Список заданий
(a) Можете воспроизвести дословно отрывок рассказа о пробуждении жены от «Потом, спустя какое-то» до «возобновление ритма электроэнцефалограммы.»?
(b) Как дальше пойдет рассказ о пробуждении жены? Допишите его, начав после последней фразы.

--- Цитируемый текст ---

– Она плоская, верно, совсем пло-пло… – думала она. – Что они будут с ней делать? Как они ее утолстят? Это же бумага, у нее внутри ничего нет.
Потом, спустя какое-то неопределенное время, – рассказала она мужу, – она уже не знала, где находится, но вокруг была чудовищная темнота с ощущением сильной физической и душевной боли. Она вернулась в собственное изображение, проникла в него через череп и с чудовищной болью заполнила собой свое тело; и с «воплощением» она вновь обрела чувствительность. А как приятно было до того находиться вне тела и ничего не чувствовать. И в этот миг она почувствовала, как муж сжимает ей руку, она открыла глаза и сказала ему: «По-моему, я знаю, почему я не имела права иметь дочь…» А потом: «Я хочу посмотреть на дочку».
Муж рассказал реаниматору о «пробуждении» жены, и тот сказал: «Ни в коем случае! Объясните ей, что малышка осталась в родильном доме, и что она сама туда вернется, но только после того, как полностью поправится».
Реаниматор констатировал возобновление ритма электроэнцефалограммы.

--- Исходные материалы ---

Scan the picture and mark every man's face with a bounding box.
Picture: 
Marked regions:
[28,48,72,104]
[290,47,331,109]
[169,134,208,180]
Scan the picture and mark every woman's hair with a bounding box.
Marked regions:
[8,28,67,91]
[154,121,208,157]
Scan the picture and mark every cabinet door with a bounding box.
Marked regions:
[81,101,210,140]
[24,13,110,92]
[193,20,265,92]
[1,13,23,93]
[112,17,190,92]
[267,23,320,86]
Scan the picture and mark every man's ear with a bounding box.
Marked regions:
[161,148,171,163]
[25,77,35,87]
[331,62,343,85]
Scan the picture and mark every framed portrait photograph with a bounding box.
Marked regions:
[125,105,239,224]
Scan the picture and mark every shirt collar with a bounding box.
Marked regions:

---

Ответы по заданиям
(a)
Потом, спустя какое-то неопределенное время, – рассказала она мужу, – она уже не знала, где находится, но вокруг была чудовищная темнота с ощущением сильной физической и душевной боли. Она вернулась в собственное изображение, проникла в него через череп и с чудовищной болью заполнила собой свое тело; и с «воплощением» она вновь обрела чувствительность. А как приятно было до того находиться вне тела и ничего не чувствовать. И в этот миг она почувствовала, как муж сжимает ей руку, она открыла глаза и сказала ему: «По-моему, я знаю, почему я не имела права иметь дочь…» А потом: «Я хочу посмотреть на дочку».
Муж рассказал реаниматору о «пробуждении» жены, и тот сказал: «Ни в коем случае! Объясните ей, что малышка осталась в родильном доме, и что она сама туда вернется, но только после того, как полностью поправится».
Реаниматор констатировал возобновление ритма электроэнцефалограммы.

(b)
Итак, эта женщина полностью поправилась, без каких бы то ни было последствий, после того, как дважды след энцефалограммы становился плоским. Опыт, который она пережила, заключался в том, что она, находясь вне собственного тела, была свидетельницей всего происходившего с ним, не испытывая страданий, не помня, что она только что родила, не помня, кто она такая. Она смотрела на своего мужа, но не как на мужа, а просто как на человека, проявлявшего внимание к ее плоскому изображению. Полагаю, что подобное ощущение стороннего наблюдателя существует также и у маленьких детей, когда они лишены любви и ласковых слов родителей. Я думаю, что дети – свидетели, и что это как раз формирует в них понятливость и сообразительность. Когда они слушают разговоры, – не слушая, и все-таки слушая, – они являются свидетелями в качестве абстрактных живых существ. Такое состояние возможно не только после смерти – все мы, живые, можем в нем находиться. Любой может оказаться в таком, якобы, «посткоматозном» состоянии, причем окружающие об этом не подозревают, полагая, что младенцы и совсем маленькие, бессловесные дети ничего не понимают.
Возможно, дети, будущие взрослые, наделены особым даром восприятия, особыми способностями, характерными для этого этапа становления.
У детей нет никакого страха смерти. Почему родители не хотят, чтобы дети вступали в какой бы то ни было контакт со смертью, коль скоро они ее совершенно не боятся? Для детей смерть – это факт, по поводу которого они задают себе вопросы. И их не пугает то, что они не могут ответить: они ищут.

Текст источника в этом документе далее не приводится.